# CONSIGNES:
[1] D'après le texte sur Pyramiden, à quelle distance du pôle Nord se trouve Ny-Ålesund ?
[2] Prolongez le texte sur Pyramiden à partir de sa dernière phrase.

# EXTRAIT À LIRE:
####################

Pyramiden Portrait d’une utopie abandonnée - Kjartan Fløgstad - Traduit du néo-norvégien par Céline Roman-Monier - Editions Actes Sud
pyramiden.gifEn 2000 j’ai fait une croisière non vers le soleil mais vers le nord, au-delà du cercle polaire, au Spitzberg mais dont le nom correct et norvégien est Svalbard. On embarque à Bergen et on remonte jusqu’à Ny-Ålesund la ville la plus au nord du monde qui se trouve à 800 petits kilomètres du Pôle Nord.
Croisière où les gants et les parkas sont nécessaires en plein mois d’août, où les descentes à terre se font encadrées par des gardes armés en cas de rencontre avec un ours polaire et où vous pouvez apercevoir des morses sur la banquise.
Une des escales m’avait impressionné à l’époque puisqu’elle avait lieu dans une ville russe abandonnée : Pyramiden, enclave Russe en Norvège, ancienne ville minière où la vie semblait s’être arrêtée et dégageait un sentiment d’abandon et de solitude presque effrayant.

La lecture du livre de Kjartan Fløgstad était une façon de repartir en voyage au Svalbard et de comprendre mieux le destin de cette ville achetée par les russes au début du XXe siècle , peuplée par des hommes souvent originaires d’Ukraine, mineurs volontaires venus exploiter des mines de charbon au bout du monde.
Fløgstad s’interroge sur le destin de cette ville qui a suivi celui du régime soviétique, projet russe ambitieux " Pyramiden est l'Utopie, poussée à l'extrême, dans l'extrême Nord, vidée de son contenu, figée dans le temps, par le froid arctique, par les conjectures économiques, par la guerre froide, par le capitalisme triomphant."

####################

# DONNÉES FOURNIES:

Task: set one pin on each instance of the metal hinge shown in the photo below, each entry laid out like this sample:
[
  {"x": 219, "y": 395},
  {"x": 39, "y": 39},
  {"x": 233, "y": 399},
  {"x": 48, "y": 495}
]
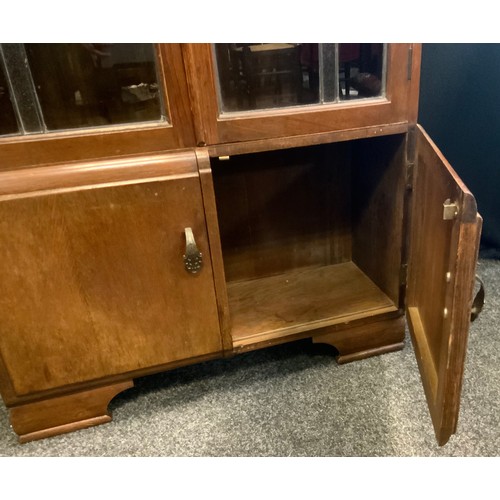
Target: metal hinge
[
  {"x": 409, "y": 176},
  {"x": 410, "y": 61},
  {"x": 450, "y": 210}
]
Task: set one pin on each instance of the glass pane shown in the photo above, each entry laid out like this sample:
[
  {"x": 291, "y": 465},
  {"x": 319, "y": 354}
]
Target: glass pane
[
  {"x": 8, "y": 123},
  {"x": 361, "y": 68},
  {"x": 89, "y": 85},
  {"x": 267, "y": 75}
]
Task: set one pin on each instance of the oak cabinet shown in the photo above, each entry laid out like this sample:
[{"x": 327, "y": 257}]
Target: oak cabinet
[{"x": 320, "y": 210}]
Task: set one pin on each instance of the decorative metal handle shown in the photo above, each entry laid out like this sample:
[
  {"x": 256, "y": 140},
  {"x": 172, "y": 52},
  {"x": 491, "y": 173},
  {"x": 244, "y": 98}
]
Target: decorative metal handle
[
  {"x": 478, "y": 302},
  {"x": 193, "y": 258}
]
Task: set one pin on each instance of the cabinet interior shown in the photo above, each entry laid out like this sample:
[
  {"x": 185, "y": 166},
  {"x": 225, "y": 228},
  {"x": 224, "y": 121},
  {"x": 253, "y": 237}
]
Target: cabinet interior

####################

# RÉPONSES:
[1] À 800 kilomètres.

[2]
En 1990 Pyramiden avait encore 2500 habitants et faisait la fierté du régime soviétique, en 1998 la ville se vide, les bâtiments sont abandonnés, les mines fermées et Pyramiden passe de ville minière à ville fantôme.

pyramiden 3.jpg

Kjartan Fløgstad nous fait faire la visite (photos à l’appui) et insiste sur la qualité des bâtiments et des installations, ce qu’il en reste aujourd’hui, le gymnase déserté, la bibliothèque, qui contenait plusieurs milliers de volumes, vidée et dévastée.
Je garde pour ma part un souvenir très précis de la sensation d’irréalité sur la place de la ville où sont  encore érigés les symboles du communisme  "Partout à l’intérieur, Pyramiden à l’air d’avoir été frappée par une catastrophe naturelle, ou une catastrophe culturelle"
Pour l’auteur le destin de cette ville miniature repose sur la mine, et plusieurs chapitres passionnants sont consacrés à la symbolique qui s’y rattache, avec des incursions dans d’autres villes minières en Bolivie, en Pologne ou en Chine.
L’auteur étend son analyse au folklore, à la littérature  "minière" de Zola à Orwell, et bien sûr Jules Verne et son  "voyage au centre de la terre" Moins littéraire et plus noir, Fløgstad fait référence aux  écrits de Kapuscinski sur Vorkouta dont le bassin de houille le plus riche du monde, fut l’un des camps le plus dur du Goulag.



Sa réflexion épouse aussi le champs du social et du politique et il tente de comprendre comment est morte cette société créée de toutes pièces, qui vivait sous la menace permanente des accidents, il s’interroge sur la valeur du travail dont le mineur est le représentant quasi héroïque. Aujourd’hui se pose la question du devenir de cette cité fantôme, mais personne n’a l’air très pressé de trouver une réponse pas plus les Russes que la Norvège.

C’est un voyage curieux et personnel que fait faire l'auteur de ce livre, de nombreuses photographies l’illustrent, elles sont de Marc de Gouvenain qui a accompagné l’auteur lors d’un voyage à Pyramiden.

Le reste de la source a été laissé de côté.